What to produce: The answer must be every line of the records in which the string "boat" appears.

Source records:
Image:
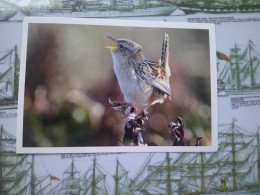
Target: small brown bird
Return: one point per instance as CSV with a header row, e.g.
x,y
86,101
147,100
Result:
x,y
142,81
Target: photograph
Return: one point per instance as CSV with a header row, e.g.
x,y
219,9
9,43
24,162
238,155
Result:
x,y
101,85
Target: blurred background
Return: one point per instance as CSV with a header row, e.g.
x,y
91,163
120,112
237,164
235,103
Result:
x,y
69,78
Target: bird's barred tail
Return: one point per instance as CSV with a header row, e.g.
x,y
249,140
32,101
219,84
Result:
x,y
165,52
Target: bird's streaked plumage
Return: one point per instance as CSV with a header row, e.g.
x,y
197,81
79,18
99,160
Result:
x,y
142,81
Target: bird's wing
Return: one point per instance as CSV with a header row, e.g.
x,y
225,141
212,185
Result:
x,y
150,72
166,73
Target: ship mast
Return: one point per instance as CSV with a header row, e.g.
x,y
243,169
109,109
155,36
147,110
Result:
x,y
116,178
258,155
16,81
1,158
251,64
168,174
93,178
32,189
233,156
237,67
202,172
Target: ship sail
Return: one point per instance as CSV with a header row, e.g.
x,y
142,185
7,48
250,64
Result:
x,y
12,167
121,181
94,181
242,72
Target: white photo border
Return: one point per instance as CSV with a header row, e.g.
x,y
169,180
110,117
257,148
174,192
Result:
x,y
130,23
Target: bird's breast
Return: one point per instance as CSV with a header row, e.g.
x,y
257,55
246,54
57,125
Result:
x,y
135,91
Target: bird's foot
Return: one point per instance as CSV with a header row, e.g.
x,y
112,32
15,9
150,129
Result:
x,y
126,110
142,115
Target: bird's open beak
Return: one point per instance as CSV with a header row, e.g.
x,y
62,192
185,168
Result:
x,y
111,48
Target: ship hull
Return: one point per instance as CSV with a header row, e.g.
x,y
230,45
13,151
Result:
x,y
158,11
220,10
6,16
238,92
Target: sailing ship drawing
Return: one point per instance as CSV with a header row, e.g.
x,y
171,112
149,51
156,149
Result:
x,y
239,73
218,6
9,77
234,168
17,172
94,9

* * *

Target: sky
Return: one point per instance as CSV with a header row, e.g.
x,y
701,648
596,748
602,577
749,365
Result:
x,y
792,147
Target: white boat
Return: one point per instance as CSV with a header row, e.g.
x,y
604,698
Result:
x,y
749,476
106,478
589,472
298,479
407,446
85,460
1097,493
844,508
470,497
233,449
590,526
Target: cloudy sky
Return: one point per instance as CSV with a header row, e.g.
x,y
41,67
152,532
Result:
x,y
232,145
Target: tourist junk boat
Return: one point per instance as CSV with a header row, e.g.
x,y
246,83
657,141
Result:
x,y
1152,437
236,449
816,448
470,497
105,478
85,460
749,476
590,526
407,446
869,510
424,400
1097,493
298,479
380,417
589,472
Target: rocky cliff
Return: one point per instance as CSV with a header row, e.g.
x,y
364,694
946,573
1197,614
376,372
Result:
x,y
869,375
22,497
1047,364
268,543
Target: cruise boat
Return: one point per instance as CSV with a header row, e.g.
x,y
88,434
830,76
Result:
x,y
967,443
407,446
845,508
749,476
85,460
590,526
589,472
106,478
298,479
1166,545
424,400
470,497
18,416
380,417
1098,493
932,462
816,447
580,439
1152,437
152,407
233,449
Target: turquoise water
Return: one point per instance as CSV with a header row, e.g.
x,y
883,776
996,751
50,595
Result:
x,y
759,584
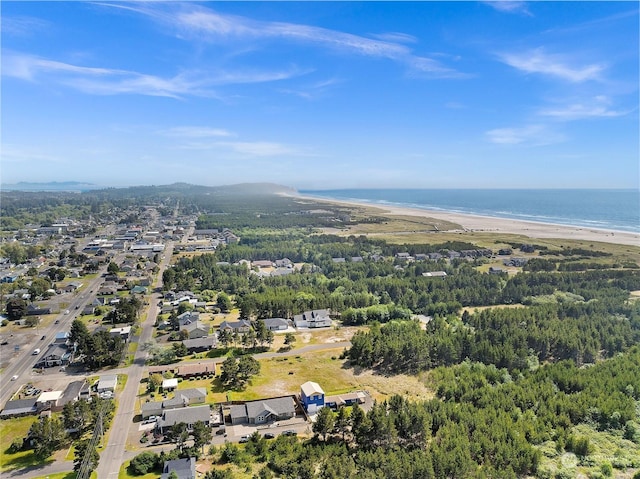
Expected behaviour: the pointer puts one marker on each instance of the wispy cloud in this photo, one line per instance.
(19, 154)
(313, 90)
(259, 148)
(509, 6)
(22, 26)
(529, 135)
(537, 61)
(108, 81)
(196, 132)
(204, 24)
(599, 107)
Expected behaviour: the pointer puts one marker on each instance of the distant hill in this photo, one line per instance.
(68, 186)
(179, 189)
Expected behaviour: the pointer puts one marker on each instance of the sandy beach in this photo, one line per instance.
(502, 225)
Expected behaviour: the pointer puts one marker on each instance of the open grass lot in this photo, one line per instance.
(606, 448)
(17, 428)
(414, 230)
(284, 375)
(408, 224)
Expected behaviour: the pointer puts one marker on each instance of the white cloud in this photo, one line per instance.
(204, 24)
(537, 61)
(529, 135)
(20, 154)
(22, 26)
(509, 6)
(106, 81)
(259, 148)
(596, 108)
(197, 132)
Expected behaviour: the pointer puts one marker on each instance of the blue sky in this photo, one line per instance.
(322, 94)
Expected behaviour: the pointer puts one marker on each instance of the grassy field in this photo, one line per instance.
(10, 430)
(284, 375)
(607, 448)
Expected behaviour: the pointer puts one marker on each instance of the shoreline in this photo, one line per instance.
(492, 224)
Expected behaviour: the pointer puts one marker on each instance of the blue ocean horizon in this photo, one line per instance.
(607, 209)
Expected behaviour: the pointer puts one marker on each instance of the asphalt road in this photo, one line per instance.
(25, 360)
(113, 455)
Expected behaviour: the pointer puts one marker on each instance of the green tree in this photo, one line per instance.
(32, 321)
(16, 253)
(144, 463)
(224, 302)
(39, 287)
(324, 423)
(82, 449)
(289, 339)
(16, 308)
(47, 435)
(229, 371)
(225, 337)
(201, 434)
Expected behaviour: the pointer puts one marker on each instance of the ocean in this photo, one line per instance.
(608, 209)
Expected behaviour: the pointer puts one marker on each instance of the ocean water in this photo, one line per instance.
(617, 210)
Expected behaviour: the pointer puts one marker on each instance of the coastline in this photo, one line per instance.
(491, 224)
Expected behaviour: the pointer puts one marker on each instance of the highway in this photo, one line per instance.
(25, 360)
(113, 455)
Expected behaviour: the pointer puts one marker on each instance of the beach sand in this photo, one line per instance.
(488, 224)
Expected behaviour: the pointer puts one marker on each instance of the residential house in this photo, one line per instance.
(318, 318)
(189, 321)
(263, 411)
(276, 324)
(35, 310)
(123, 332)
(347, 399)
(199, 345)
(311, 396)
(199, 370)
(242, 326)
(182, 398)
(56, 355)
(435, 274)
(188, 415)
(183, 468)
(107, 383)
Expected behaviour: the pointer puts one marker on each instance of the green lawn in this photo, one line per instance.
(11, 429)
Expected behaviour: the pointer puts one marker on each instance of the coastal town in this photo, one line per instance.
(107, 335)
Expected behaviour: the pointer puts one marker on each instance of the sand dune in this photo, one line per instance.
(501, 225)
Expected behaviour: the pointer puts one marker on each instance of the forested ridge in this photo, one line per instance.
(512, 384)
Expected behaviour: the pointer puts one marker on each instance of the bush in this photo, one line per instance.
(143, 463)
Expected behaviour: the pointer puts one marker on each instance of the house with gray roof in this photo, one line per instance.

---

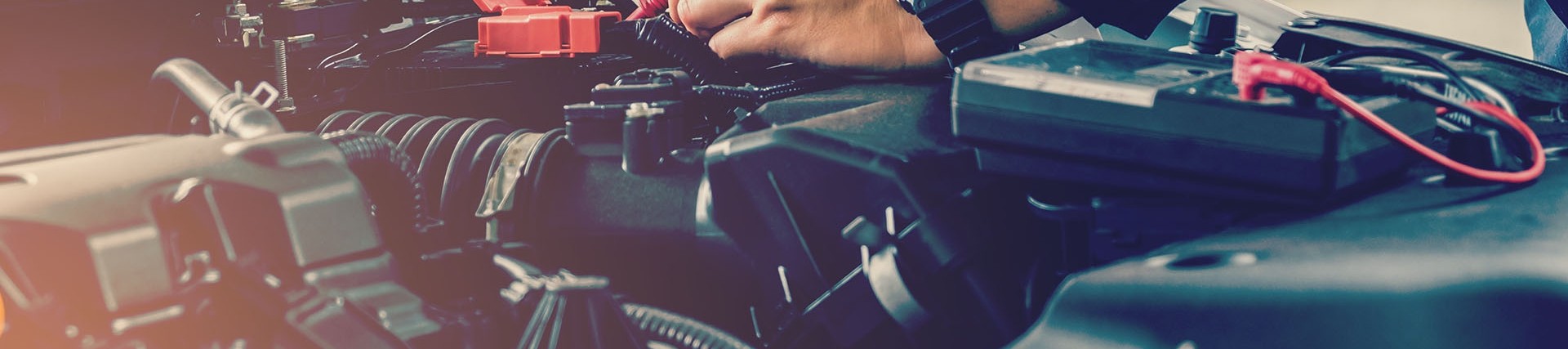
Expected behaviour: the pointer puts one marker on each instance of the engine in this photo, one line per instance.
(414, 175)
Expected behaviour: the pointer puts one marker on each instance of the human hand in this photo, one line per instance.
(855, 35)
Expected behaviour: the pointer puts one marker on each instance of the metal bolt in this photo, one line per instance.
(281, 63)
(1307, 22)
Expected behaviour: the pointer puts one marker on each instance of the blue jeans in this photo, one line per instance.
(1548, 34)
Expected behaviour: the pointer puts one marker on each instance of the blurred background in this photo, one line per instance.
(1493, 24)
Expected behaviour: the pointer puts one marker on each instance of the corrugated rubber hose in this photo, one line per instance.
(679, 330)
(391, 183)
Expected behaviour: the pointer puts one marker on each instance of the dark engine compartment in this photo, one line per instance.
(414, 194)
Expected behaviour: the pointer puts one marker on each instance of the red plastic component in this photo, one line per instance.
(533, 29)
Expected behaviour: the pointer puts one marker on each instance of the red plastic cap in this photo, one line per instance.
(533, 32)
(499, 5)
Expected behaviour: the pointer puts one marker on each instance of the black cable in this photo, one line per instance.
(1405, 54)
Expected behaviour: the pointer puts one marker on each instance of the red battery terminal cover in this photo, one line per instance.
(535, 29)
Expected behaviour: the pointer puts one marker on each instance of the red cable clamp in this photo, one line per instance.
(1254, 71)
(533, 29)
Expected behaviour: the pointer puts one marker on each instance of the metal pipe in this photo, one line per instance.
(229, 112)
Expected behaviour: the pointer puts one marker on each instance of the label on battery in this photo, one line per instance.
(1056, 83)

The answer:
Target: white boat
Target: tourist junk boat
Target: cruise boat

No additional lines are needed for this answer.